TASK TO CARRY OUT - Using the entries below, transcribe exactly the line containing "rough mask: <svg" and each line that follows it to the end.

[Collection entries]
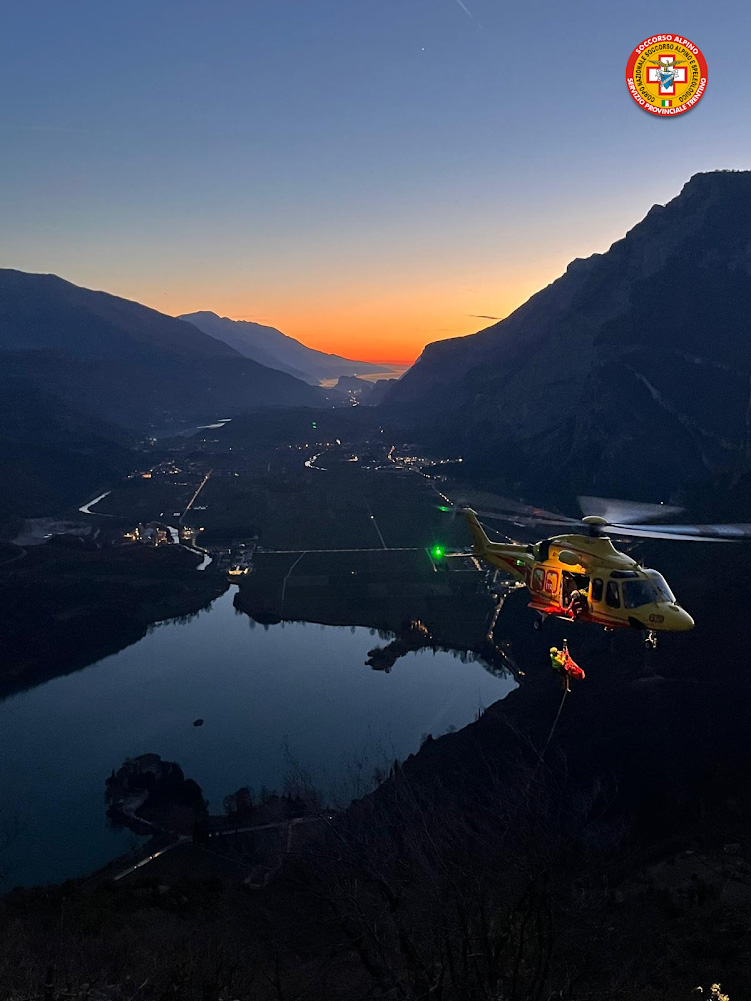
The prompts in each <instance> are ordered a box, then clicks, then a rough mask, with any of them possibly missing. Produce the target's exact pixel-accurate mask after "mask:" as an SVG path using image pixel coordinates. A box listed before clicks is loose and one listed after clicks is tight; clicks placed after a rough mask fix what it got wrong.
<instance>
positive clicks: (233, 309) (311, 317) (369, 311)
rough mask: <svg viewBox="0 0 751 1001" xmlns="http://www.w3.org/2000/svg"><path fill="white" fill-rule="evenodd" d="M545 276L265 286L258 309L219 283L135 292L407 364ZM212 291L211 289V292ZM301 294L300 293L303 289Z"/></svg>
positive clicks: (153, 303) (156, 308)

EXERCISE RESULT -
rough mask: <svg viewBox="0 0 751 1001" xmlns="http://www.w3.org/2000/svg"><path fill="white" fill-rule="evenodd" d="M545 276L265 286L258 309L219 283L135 292L407 364ZM212 291L211 289V292ZM301 294L300 293L303 289Z"/></svg>
positive clicks: (153, 303) (156, 308)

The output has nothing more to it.